> [ИСХОДНЫЙ ФРАГМЕНТ]:

.....

Как бы то ни было, какую бы сторону он ни поддерживал, но когда я вошла в комнату, где мистер Ананьос так часто держал меня на коленях и, позабыв о делах, смеялся моим шалостям, я почувствовала враждебность в самой атмосфере, и последующие события подтвердили это мое первое впечатление. В течение двух лет мистер Ананьос, казалось, верил, что мы с мисс Салливан невиновны. Затем он явно изменил свое благоприятное мнение, не знаю почему. Не знаю я также деталей расследования. Я так и не узнала даже имен членов этого судилища, которые со мной почти не разговаривали. Я была слишком возбуждена, чтобы замечать что-либо, слишком испугана, чтобы задавать вопросы. Право же, я едва помню, что говорила тогда сама.

.....

> [КРАТКОЕ ЗАДАНИЕ A]:
Процитируйте дословно строки из записей ниже, начиная со строки, содержащей «Target: window sill», и до последней строки записей включительно.

.....

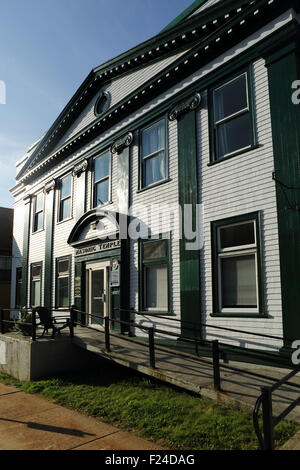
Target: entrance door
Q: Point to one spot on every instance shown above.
(97, 286)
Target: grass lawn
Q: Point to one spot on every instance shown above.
(153, 410)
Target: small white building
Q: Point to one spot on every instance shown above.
(196, 124)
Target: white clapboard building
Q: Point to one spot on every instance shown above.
(167, 190)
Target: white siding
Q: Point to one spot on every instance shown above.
(17, 245)
(239, 186)
(157, 197)
(206, 5)
(118, 89)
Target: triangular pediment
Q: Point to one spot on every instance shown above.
(143, 73)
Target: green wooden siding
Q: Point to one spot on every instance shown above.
(25, 258)
(49, 207)
(283, 69)
(187, 186)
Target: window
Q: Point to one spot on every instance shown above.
(232, 118)
(65, 198)
(101, 179)
(18, 287)
(236, 267)
(154, 272)
(38, 215)
(36, 284)
(63, 282)
(153, 154)
(102, 103)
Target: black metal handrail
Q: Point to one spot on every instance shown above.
(213, 344)
(33, 324)
(266, 440)
(196, 325)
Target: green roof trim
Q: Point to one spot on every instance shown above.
(188, 11)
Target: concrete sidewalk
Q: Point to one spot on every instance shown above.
(29, 422)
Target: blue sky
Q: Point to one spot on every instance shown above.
(48, 47)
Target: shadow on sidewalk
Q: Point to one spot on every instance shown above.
(46, 427)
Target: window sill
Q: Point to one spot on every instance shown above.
(100, 206)
(155, 313)
(154, 185)
(64, 220)
(239, 315)
(228, 157)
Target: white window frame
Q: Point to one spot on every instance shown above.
(232, 252)
(60, 199)
(109, 177)
(35, 213)
(153, 154)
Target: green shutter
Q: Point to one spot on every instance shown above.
(189, 259)
(283, 69)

.....

> [КРАТКОЕ ЗАДАНИЕ B]:
Выведите без изменений часть исходного фрагмента, начиная со слов «Как бы то ни» и до слов «говорила тогда сама.» включительно.

> [ПРАВИЛЬНЫЙ ОТВЕТ A]:
Target: window sill
Q: Point to one spot on every instance shown above.
(100, 206)
(155, 313)
(154, 185)
(64, 220)
(239, 315)
(228, 157)
Target: white window frame
Q: Point to one spot on every instance shown above.
(232, 252)
(60, 199)
(109, 177)
(35, 213)
(153, 154)
Target: green shutter
Q: Point to one spot on every instance shown above.
(189, 259)
(283, 69)

> [ПРАВИЛЬНЫЙ ОТВЕТ B]:
Как бы то ни было, какую бы сторону он ни поддерживал, но когда я вошла в комнату, где мистер Ананьос так часто держал меня на коленях и, позабыв о делах, смеялся моим шалостям, я почувствовала враждебность в самой атмосфере, и последующие события подтвердили это мое первое впечатление. В течение двух лет мистер Ананьос, казалось, верил, что мы с мисс Салливан невиновны. Затем он явно изменил свое благоприятное мнение, не знаю почему. Не знаю я также деталей расследования. Я так и не узнала даже имен членов этого судилища, которые со мной почти не разговаривали. Я была слишком возбуждена, чтобы замечать что-либо, слишком испугана, чтобы задавать вопросы. Право же, я едва помню, что говорила тогда сама.